• **原文**
————

您可以使用具有如下节点的自平衡树:
public class Node
{
public Node(Node leftChild, Node rightChild)
{
FirstPoint = leftChild.FirstPoint;
LastPoint = rightChild.LastPoint;
LeafCount = leftChild.LeafCount + rightChild.LeafCount;
BetweenDistance = leftChild.LastPoint.DistanceTo(rightChild.FirstPoint);
TotalDistanceSum = leftChild.TotalDistanceSum
+ BetweenDistance
+ rightChild.TotalDistanceSum;
IsLeaf = false;
LeftChild = leftChild;
RightChild = rightChild;
}
public Node(Point p)
{
FirstPoint = p;
LastPoint = p;
LeafCount = 1;
IsLeaf = true;
}
/// The point of the leftmost decendant.
public Point FirstPoint { get; set; }
/// The point of the rightmost decendant.
public Point LastPoint { get; set; }
/// Number of leaves.
public int LeafCount { get; set; }
/// The distance from FirstPoint to LastPoint along the path.
public double TotalDistanceSum { get; set; }
/// The distance between LeftChild and RightChild.
public double BetweenDistance { get; set; }
/// Flag wheter this is a node or a leaf.
public bool IsLeaf { get; set; }
/// Left child of this non-leaf node.
public Node LeftChild { get; set; }
/// Right child of this non-leaf node.
public Node RightChild { get; set; }
/// Calculates the distance between two point along the path. 'start' is inclusive. 'end' is exclusive.
public double DistanceSum(int start, int end)
{
if (IsLeaf || start >= LeafCount || end < 0 || start >= end)
return 0;
if (end > LeafCount) end = LeafCount;
if (start < 0) start = 0;
if (start == 0 && end == LeafCount)
return TotalDistanceSum;
int n = LeftChild.LeafCount;
return LeftChild.DistanceSum(start, end)

————

来自数据源的数据
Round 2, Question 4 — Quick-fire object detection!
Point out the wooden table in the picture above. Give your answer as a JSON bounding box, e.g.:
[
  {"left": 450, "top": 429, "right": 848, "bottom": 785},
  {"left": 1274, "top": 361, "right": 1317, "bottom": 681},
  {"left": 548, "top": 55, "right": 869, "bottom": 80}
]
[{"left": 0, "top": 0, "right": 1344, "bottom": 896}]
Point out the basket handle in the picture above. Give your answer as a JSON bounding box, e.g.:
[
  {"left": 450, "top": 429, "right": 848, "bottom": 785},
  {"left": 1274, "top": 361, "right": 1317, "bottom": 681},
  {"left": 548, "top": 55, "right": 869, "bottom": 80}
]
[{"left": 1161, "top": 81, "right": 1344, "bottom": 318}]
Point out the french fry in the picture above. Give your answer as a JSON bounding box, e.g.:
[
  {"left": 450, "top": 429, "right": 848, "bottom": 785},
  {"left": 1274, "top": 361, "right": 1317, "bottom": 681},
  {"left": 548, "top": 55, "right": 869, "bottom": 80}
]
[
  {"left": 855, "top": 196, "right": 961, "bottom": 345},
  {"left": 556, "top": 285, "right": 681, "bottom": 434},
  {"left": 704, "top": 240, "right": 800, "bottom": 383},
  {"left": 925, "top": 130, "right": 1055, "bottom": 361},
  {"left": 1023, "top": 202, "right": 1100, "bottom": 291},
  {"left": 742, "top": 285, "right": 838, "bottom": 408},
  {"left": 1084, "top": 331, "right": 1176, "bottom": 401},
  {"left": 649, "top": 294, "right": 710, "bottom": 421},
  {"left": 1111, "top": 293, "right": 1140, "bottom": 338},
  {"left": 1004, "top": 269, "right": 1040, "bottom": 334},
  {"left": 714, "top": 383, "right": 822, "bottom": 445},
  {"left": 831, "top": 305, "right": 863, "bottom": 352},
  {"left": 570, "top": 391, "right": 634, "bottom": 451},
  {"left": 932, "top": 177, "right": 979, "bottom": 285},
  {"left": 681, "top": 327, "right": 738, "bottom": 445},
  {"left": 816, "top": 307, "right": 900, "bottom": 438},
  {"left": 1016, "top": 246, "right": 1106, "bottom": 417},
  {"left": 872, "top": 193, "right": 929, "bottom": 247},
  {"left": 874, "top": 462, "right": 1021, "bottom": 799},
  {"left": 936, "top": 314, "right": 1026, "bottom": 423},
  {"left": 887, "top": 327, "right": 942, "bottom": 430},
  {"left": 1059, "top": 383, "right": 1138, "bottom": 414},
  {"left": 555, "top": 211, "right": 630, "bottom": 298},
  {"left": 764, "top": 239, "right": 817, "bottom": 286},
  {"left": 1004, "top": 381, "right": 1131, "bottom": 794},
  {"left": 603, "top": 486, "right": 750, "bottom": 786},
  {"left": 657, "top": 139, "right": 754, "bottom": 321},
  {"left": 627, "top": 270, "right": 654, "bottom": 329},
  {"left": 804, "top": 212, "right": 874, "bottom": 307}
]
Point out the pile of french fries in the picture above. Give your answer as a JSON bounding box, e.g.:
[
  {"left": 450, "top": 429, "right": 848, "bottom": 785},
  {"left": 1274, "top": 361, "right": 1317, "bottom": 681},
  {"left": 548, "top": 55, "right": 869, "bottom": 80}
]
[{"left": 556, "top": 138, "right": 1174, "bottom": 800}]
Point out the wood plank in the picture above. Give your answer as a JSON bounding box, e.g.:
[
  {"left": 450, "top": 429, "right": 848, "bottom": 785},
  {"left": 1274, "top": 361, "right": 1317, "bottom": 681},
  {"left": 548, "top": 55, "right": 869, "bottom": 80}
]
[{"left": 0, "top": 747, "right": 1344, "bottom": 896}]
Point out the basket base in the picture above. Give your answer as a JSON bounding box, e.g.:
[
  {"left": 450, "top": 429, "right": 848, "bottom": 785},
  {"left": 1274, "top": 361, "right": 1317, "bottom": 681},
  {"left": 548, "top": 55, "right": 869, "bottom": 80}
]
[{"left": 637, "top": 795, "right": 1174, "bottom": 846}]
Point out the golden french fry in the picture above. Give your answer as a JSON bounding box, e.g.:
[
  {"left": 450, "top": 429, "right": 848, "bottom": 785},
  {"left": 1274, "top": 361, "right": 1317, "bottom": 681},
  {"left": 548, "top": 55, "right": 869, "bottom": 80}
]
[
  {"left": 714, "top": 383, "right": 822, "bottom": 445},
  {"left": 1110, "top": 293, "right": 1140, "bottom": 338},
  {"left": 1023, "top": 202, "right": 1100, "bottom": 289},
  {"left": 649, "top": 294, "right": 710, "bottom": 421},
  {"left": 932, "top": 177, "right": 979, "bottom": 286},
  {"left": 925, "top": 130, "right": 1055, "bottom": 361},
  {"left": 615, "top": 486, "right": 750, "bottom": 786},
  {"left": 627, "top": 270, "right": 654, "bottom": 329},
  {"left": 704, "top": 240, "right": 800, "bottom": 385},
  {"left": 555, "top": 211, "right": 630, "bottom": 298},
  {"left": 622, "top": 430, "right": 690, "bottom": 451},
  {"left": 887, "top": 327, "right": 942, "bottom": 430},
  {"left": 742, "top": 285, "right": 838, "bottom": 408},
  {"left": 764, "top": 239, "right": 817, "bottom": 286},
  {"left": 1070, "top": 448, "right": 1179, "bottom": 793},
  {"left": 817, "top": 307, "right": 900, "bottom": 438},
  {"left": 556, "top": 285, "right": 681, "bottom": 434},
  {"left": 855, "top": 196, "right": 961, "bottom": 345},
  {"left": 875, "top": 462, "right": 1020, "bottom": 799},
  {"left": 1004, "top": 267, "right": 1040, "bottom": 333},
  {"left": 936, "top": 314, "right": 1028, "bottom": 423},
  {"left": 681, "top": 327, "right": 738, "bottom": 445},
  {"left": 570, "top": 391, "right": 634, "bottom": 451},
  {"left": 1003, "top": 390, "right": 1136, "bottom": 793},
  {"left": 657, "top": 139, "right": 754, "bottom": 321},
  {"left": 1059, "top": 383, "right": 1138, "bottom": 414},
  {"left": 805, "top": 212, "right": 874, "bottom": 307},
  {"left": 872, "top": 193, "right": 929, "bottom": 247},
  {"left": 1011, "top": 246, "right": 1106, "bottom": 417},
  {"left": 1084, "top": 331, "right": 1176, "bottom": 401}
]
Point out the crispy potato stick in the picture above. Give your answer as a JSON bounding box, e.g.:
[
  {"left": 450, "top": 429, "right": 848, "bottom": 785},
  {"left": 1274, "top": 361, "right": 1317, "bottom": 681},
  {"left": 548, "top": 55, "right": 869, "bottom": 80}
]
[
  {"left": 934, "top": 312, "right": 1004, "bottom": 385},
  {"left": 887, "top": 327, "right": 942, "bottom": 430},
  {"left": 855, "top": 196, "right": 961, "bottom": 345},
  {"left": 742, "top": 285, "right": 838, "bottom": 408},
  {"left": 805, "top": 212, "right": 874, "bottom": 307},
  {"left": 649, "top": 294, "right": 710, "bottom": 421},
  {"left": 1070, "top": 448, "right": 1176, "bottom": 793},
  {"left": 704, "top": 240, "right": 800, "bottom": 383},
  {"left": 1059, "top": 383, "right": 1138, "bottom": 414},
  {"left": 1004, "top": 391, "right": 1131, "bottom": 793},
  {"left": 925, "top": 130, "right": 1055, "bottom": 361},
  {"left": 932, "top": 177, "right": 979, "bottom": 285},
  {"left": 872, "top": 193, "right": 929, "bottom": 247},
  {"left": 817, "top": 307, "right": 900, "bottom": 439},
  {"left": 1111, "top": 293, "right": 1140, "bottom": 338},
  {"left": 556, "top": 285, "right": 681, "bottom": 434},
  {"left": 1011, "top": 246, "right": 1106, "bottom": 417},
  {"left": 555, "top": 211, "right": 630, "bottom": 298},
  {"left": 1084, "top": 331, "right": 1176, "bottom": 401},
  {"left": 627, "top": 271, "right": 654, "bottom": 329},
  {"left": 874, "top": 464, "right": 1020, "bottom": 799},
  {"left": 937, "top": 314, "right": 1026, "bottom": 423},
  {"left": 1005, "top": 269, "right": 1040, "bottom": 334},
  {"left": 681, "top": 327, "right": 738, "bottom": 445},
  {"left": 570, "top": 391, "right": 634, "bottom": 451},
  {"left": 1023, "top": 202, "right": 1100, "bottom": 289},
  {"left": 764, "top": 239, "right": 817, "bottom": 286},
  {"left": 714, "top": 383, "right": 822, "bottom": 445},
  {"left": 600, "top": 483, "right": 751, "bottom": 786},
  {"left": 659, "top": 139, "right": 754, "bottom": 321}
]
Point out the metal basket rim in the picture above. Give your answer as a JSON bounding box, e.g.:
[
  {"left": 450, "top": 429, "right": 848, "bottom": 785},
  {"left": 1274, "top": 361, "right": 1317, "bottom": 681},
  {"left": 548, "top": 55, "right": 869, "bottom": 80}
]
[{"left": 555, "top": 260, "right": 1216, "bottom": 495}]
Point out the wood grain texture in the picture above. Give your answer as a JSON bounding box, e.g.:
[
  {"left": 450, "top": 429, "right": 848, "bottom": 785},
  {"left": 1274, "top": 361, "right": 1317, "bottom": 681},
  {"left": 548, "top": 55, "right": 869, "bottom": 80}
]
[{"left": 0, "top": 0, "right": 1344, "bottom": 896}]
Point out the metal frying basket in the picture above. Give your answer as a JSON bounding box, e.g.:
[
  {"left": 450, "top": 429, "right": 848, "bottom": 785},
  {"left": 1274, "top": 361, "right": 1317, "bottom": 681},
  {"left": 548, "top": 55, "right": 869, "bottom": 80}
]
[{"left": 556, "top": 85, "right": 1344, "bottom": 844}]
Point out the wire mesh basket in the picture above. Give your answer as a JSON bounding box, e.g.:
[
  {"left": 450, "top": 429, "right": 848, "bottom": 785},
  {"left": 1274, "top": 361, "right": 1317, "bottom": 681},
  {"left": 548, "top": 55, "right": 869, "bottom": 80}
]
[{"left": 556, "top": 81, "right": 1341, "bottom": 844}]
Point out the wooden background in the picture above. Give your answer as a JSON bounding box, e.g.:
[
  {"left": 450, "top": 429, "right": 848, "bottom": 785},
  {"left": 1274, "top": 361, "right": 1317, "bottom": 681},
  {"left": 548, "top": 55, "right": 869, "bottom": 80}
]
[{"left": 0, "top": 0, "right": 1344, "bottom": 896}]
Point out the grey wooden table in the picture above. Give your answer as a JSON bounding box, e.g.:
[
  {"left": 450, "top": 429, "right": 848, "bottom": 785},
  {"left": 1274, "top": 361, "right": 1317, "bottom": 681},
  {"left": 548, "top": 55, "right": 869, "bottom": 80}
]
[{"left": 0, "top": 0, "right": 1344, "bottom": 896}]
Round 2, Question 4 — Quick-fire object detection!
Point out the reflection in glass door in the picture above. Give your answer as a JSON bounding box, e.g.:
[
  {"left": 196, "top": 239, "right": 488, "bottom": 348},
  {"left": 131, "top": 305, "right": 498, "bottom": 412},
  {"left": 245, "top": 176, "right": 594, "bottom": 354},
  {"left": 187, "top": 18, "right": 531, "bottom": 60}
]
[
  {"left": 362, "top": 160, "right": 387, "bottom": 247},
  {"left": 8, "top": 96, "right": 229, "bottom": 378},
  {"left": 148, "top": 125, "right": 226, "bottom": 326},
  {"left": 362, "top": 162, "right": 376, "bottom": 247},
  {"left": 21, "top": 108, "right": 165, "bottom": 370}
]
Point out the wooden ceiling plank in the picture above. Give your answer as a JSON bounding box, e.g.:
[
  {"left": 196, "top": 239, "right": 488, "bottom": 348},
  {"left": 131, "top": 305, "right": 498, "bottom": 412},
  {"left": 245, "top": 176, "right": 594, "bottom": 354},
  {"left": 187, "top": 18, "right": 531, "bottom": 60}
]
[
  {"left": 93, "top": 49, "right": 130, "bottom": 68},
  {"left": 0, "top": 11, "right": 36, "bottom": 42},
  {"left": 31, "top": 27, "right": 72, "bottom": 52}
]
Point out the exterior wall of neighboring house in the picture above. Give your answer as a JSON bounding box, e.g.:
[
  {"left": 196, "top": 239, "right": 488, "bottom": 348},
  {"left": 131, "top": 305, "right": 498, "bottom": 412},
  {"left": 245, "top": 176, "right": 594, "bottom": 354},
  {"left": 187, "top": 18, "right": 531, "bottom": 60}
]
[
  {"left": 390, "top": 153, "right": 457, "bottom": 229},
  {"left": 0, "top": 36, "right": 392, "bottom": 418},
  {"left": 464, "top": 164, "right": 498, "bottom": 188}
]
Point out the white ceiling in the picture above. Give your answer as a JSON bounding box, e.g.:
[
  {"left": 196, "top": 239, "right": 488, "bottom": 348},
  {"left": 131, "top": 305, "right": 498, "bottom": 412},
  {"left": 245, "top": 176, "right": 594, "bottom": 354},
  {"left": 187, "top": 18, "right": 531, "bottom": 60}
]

————

• **任务**
1. 根据原文，构造非叶节点时，TotalDistanceSum 是怎样算出来的？用一到三句话说明。
2. 照抄原文中从“public Point LastPoint”开始、到“LastPoint along the path.”结束的部分。

• **参考解答**
1. 它把三项相加：左子节点的 TotalDistanceSum、BetweenDistance 和右子节点的 TotalDistanceSum。其中 BetweenDistance 是左子节点的 LastPoint 到右子节点的 FirstPoint 之间的距离。

2.
public Point LastPoint { get; set; }
/// Number of leaves.
public int LeafCount { get; set; }
/// The distance from FirstPoint to LastPoint along the path.